=== DATA TO USE ===

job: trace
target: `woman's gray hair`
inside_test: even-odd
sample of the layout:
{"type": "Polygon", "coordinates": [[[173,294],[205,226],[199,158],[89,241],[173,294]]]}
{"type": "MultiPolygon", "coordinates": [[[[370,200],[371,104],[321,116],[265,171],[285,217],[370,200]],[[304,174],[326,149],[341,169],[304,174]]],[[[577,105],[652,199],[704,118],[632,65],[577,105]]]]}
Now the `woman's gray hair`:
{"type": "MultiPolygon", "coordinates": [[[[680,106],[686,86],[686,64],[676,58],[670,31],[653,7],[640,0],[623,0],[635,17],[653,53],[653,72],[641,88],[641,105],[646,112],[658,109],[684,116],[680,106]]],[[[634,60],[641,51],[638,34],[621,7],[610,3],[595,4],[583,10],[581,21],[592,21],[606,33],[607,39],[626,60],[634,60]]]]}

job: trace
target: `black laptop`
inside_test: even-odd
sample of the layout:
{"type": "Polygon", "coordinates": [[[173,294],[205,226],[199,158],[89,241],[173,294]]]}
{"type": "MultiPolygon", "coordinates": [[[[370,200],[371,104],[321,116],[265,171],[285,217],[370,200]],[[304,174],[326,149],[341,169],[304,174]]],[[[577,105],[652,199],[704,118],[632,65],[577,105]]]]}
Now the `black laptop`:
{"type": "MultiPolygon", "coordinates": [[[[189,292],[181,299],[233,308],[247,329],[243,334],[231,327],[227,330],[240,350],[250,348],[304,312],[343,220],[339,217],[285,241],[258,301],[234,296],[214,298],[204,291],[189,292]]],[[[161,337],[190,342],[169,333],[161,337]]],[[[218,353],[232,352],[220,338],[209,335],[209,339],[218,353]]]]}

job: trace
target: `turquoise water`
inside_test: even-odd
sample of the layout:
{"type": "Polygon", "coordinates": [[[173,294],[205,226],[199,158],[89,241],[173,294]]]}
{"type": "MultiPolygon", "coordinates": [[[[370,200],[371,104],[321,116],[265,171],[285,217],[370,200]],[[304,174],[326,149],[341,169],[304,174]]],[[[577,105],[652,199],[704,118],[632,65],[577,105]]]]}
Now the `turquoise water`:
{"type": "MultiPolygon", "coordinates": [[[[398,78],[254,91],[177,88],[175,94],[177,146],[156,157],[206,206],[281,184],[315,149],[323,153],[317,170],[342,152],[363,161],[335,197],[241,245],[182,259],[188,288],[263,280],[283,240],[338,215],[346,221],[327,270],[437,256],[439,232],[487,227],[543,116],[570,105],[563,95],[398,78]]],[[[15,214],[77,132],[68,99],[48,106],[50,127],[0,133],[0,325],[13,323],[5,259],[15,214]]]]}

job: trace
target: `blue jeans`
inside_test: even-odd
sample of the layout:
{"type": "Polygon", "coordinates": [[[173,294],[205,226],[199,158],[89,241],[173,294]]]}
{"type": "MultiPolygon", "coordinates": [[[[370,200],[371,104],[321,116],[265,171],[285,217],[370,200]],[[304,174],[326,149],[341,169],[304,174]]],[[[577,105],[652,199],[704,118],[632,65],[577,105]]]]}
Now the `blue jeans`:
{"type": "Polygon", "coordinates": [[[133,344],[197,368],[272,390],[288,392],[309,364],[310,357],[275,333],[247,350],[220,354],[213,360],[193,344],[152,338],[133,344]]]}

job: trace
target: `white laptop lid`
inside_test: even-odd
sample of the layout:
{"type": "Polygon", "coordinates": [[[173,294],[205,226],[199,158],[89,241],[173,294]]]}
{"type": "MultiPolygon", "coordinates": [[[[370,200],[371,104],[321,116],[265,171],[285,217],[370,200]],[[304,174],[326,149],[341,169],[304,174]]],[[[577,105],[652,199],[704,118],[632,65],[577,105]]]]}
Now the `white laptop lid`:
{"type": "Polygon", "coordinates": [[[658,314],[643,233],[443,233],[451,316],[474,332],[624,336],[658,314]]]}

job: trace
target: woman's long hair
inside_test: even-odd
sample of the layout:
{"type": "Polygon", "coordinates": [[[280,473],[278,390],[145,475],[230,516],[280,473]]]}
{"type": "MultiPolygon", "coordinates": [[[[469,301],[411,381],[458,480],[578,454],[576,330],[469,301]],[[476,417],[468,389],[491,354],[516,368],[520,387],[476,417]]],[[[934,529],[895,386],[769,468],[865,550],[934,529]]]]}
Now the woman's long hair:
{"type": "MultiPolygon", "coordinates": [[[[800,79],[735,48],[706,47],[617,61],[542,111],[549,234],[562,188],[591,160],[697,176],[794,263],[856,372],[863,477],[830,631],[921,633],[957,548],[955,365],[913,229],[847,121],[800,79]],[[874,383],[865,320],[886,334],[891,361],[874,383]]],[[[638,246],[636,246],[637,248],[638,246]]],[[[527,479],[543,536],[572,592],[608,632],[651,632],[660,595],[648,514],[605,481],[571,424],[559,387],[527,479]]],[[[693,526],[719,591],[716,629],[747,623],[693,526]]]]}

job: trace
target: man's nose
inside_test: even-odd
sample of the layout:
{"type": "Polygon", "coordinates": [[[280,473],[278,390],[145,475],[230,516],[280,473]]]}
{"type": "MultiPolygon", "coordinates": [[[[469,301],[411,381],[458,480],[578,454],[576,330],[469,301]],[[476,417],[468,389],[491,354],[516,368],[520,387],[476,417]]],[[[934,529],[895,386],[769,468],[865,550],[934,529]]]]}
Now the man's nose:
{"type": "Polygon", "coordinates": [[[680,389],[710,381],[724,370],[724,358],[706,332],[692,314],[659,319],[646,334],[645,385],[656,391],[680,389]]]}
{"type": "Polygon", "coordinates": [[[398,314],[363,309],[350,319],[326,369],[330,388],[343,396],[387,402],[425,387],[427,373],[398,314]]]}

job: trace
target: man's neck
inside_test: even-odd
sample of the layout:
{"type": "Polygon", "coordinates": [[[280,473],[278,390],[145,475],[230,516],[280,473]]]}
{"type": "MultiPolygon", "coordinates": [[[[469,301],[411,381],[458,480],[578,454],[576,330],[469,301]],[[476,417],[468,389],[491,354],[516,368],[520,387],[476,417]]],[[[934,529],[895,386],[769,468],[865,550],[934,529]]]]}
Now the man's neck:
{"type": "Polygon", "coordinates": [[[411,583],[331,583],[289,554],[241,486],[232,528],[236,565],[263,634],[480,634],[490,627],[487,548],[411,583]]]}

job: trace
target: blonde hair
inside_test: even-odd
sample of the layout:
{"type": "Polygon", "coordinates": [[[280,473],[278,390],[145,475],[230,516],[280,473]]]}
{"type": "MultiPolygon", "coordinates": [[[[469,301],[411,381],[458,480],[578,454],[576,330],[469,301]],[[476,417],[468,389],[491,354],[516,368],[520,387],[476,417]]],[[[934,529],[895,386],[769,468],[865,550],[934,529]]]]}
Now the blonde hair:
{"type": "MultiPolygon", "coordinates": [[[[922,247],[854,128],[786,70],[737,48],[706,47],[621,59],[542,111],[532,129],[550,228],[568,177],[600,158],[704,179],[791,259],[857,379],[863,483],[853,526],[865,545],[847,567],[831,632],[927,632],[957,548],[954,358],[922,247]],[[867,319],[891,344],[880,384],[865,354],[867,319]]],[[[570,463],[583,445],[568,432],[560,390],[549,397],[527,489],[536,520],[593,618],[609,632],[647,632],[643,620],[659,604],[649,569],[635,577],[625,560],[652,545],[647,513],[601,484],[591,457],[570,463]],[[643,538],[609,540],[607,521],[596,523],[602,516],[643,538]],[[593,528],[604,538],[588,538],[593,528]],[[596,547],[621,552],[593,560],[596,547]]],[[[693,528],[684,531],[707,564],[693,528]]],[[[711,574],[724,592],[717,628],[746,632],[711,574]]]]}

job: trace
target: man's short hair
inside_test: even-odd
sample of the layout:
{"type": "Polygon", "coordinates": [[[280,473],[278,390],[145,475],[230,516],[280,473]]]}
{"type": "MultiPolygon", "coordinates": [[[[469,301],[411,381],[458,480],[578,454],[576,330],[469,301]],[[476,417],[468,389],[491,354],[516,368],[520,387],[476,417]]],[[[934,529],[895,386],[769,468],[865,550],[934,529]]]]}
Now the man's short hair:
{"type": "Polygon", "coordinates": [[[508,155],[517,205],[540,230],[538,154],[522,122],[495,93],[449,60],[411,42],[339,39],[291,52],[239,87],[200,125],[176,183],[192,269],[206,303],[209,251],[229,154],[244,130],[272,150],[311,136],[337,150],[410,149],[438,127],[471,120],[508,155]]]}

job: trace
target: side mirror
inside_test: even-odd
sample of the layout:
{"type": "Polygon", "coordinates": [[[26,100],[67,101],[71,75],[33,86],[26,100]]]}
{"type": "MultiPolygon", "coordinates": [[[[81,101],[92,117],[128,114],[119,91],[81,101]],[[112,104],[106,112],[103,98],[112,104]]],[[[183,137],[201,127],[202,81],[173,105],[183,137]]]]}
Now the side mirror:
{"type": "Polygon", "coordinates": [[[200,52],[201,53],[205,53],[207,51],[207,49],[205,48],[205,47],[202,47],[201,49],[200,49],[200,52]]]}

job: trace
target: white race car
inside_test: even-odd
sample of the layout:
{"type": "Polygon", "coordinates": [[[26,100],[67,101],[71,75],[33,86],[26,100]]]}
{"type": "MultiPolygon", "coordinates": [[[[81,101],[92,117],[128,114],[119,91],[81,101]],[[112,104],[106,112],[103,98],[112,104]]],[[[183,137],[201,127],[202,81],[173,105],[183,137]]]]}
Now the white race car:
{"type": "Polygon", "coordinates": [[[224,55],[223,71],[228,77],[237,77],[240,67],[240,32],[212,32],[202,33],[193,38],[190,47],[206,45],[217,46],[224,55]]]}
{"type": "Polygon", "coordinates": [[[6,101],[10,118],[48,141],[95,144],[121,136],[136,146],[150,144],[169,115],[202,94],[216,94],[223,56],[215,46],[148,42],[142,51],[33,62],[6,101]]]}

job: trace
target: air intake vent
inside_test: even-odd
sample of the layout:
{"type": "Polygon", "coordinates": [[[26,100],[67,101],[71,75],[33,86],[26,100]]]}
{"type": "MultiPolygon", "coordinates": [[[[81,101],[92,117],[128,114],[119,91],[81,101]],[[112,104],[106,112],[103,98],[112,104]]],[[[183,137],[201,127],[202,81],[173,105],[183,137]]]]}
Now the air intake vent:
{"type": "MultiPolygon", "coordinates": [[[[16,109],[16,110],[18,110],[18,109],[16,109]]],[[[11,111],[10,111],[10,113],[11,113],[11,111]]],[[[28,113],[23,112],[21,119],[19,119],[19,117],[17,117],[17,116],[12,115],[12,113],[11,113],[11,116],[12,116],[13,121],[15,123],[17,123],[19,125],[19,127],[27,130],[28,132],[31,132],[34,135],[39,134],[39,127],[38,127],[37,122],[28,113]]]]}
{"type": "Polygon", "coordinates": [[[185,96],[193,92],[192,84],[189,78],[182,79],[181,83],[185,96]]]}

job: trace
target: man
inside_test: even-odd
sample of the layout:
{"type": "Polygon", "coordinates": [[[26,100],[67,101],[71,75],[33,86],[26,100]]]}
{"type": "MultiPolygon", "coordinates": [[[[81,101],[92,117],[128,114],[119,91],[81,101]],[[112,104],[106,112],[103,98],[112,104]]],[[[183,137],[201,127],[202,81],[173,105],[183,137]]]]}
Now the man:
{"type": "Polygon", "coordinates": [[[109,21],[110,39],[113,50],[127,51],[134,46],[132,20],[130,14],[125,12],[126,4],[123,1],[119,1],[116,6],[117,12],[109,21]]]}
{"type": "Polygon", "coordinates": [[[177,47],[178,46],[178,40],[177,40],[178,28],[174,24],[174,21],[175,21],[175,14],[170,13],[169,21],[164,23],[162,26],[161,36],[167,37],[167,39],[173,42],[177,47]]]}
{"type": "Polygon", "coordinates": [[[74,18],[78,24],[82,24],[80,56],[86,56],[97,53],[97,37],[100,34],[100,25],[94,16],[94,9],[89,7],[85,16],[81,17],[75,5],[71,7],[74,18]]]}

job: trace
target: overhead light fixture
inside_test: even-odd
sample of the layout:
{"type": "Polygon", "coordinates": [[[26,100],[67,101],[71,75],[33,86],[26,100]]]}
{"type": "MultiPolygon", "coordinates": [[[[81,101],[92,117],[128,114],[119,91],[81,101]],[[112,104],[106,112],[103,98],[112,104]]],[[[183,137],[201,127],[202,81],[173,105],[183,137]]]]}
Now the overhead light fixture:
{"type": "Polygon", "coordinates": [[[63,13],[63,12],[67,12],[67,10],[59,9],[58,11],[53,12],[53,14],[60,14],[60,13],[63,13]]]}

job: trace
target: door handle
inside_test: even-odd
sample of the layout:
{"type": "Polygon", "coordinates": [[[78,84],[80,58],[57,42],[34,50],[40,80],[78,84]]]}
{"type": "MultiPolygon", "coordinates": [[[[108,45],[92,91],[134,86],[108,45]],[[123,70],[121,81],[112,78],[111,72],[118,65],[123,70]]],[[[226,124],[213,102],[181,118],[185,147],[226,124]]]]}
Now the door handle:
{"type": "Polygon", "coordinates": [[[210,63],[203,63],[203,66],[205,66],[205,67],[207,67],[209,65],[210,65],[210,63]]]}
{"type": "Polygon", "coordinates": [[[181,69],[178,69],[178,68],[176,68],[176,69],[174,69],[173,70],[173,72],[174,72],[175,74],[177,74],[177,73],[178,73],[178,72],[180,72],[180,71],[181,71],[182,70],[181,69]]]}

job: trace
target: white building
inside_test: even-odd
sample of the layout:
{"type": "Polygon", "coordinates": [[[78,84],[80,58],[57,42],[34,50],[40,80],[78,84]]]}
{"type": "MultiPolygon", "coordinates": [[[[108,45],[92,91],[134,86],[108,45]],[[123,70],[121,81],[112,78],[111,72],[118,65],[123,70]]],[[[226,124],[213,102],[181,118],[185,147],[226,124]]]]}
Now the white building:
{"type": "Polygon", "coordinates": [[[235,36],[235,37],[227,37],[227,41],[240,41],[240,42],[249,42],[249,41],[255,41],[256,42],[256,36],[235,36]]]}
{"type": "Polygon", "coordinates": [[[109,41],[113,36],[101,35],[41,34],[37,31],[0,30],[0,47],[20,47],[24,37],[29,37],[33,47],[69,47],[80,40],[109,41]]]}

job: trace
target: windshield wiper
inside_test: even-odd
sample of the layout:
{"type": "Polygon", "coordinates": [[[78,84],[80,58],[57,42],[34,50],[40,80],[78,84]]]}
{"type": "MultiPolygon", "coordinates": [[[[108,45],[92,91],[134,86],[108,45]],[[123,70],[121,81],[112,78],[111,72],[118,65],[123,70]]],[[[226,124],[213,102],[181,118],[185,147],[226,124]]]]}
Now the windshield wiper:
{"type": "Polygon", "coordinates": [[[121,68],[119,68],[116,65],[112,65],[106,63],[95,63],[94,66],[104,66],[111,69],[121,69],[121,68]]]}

===

* REQUIRED WORK
Count the lines in the records above that contain the string "water", with case counting, and give only the number.

* RESPONSE TO THIS EXERCISE
2